====== Text ======
As the dust of the Iraqi elections settles and negotiations over key ministerial portfolios continued, Iran-affiliated Hashd groups were cementing their role as important shapers of Iraq’s political economy. During this monitoring period, at least three important trends can be observed that continue developments noted in our last paper:
Between August and December 2018, Kataib Hezbollah leader Abu Mahdi al-Muhandis skillfully exploited the protracted negotiations about the composition of Iraq’s new government to centralise the administrative structure of the Hashd. Technically a deputy to Falih al-Fayyadh, Al-Muhandis is the real behind-the-scenes PMF powerbroker. It was he – not Al-Fayyadh – who ordered the withdrawal of Hashd military forces from the major Sunni- and Kurdish-populated cities in August 2018. It was also primarily Al-Muhandis who ordered key administrative changes, including: the creation of a smartcard salary payment system linking individual Hashd fighters directly to the PMF Commission (instead of payments flowing to individual fighters via armed groups); the redeployment of Hashd offices and camps from cities to more rural areas; the deregistration of a number of Hashd groups and fighters; and the establishment of regular training camps for Hashd fighters. In the process, he tightened his grip on the institution. This became clear in the form of a campaign in which dozens of ‘fake Hashd groups’ were closed down and a number of individual leaders, such as Aws al-Khafaji (a longtime Hashd leader who also fought in Syria), were temporarily arrested on charges of corruption and extortion. Another example of a push towards greater centralisation is the decree issued by Al-Muhandis on 18 August 2018 ordering the disengagement of all Hashd factions from political parties, including religious shrine foundations. This elicited a strongly negative response from Maitham al-Zaidi, head of the ACD that is linked to the Karbala shrine, who saw it as an attempt to weaken his group financially since religious shrine foundations are non-partisan entities, not political parties.
====== Records ======
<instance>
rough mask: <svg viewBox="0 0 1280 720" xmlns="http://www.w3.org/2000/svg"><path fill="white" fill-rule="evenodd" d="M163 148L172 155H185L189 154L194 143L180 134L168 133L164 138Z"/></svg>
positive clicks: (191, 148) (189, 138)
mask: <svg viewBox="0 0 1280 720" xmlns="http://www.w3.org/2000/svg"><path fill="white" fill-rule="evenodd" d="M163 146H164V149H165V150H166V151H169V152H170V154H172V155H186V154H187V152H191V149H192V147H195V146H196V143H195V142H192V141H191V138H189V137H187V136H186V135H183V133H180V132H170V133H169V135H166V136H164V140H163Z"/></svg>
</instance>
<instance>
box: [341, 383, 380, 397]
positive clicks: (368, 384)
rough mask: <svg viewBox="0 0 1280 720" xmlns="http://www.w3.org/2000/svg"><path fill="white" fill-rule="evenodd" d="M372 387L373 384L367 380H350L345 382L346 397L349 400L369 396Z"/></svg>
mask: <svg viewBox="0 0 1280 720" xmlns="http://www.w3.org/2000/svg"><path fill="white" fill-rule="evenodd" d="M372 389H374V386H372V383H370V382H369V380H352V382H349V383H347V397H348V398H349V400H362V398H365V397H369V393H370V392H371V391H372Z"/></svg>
======
#### Tasks to carry out
- 1) Answer these questions using the text on Iraq's Hashd groups:
(a) Who ordered the withdrawal of Hashd military forces from the major Sunni- and Kurdish-populated cities in August 2018?
(b) On what date did Al-Muhandis issue the decree ordering all Hashd factions to disengage from political parties?
(c) What position does Maitham al-Zaidi hold?
- 2) Write the next part of the text on Iraq's Hashd groups, starting after its final sentence.
The data shown above is separate material and has no connection to the text on Iraq's Hashd groups.

#### Task answers
- 1)
(a) Abu Mahdi al-Muhandis
(b) 18 August 2018
(c) He is head of the ACD, which is linked to the Karbala shrine.

- 2)
Al-Muhandis could take these measures unopposed in part because of the administrative stasis that resulted from the protracted negotiations over the new government. But they were also possible because there is unrelenting and strong support among the Iraqi political establishment for the Hashd. Prime Minister Adel Abd al-Mahdi described the Hashd in December 2018 as: ‘an historic achievement, whose preservation is one of our most important duties. […]. There are those who are trying to say that Hashd al Sha’bi is temporary, but I emphasise that such a force is a necessity.’ Iraqi President Barham Saleh similarly said in an interview during his visit to Kuwait in November 2018 that ‘all [armed] factions are under the command of the state and work alongside the ISF in maintaining security and fighting terrorism.’ During the 2019 Suliforum, a security analyst went as far as saying that a number of senior Iraqi politicians prefer the Hashd to the Counter Terrorism Services (CTS) because the latter is US-linked and -trained.
These administrative changes and their enforcement are important for the long-term position of the Hashd in Iraqi society as they oriented the institution away from cities (leaving the resolution of difficult day-to-day law and order problems to the police) while maintaining its economic presence and community influence. This protects the popular legitimacy of the Hashd while at the same time centralising control.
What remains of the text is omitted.